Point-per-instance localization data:
==============================

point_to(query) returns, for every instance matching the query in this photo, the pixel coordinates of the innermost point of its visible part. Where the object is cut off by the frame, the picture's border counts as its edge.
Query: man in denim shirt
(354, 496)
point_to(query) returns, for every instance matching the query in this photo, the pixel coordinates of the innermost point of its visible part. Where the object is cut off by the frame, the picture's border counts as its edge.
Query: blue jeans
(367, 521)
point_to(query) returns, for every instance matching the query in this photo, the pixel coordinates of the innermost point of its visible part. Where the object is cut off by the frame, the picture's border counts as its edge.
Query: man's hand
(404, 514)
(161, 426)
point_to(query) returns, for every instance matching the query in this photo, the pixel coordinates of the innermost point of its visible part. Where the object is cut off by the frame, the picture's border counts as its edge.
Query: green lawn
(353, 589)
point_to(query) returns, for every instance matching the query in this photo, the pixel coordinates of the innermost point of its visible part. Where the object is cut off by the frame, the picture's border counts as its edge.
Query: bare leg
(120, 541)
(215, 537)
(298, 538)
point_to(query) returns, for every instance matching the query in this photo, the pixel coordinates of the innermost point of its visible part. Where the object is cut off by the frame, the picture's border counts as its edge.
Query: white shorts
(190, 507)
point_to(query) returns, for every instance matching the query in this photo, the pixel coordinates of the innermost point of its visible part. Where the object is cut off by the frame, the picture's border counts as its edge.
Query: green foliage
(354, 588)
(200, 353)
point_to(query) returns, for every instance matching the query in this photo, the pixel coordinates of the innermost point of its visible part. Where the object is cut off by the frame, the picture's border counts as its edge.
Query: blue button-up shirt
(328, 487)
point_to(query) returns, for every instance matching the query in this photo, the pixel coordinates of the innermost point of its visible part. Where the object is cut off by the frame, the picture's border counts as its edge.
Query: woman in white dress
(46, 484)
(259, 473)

==============================

> **Your assignment**:
Would you output every entry exactly as it was written?

> **Task answer**:
point_to(query) returns, for every instance matching the query in this photo, the pixel coordinates of the innermost point of its visible part. Where the object is cut off by the frame, the picture's border counts as its edge.
Query: man in denim shirt
(354, 496)
point_to(query) returns, for every instance matching the query in this photo, the pixel coordinates of the innermost point of its visible part. Where the object is cut off by the frame, the picture's border counts as its edge.
Query: blue jeans
(367, 521)
point_to(query) returns, for every instance matching the query in this photo, the pixel coordinates of the innermost point of its visible part. Where the object is cut off by the frame, the picture's border counts as its edge.
Query: man's hand
(404, 514)
(161, 426)
point_to(query) returns, for every instance matching the query in this photo, the pixel coordinates of the innermost point of its visible part. Where the object is cut off by the frame, the picture's border counts as its edge.
Query: green lawn
(353, 589)
point_to(query) returns, for every instance matching the query in this photo, the pixel coordinates of the innermost point of its visible part. Where the object is cut off by the frame, the picture's border counts as its edge.
Query: bare leg
(120, 541)
(215, 537)
(298, 538)
point_to(query) returns, for every instance matching the query in this photo, the pixel coordinates of the innermost point of its visible part. Where the object is cut off by the frame, the picture's border counts as its edge.
Query: white shorts
(190, 507)
point_to(query) returns, for every instance matching the query in this photo, the pixel coordinates of the innermost point of its visible part. Where the object is cut off by the frame, the picture's border counts as its edge.
Query: green foliage
(354, 588)
(200, 353)
point_to(query) returns, for every instance matching the query in this photo, the pixel coordinates of the innermost point of its visible part. Where the object is cut off by the frame, the picture's border counts as its edge.
Query: blue button-up shirt
(328, 487)
point_to(query) returns, for every instance matching the query in this photo, the pixel coordinates of the innermost point of its visible part. Where the object is cut off by the frame, the picture's border counts as its edge.
Query: woman in white dress
(46, 484)
(259, 473)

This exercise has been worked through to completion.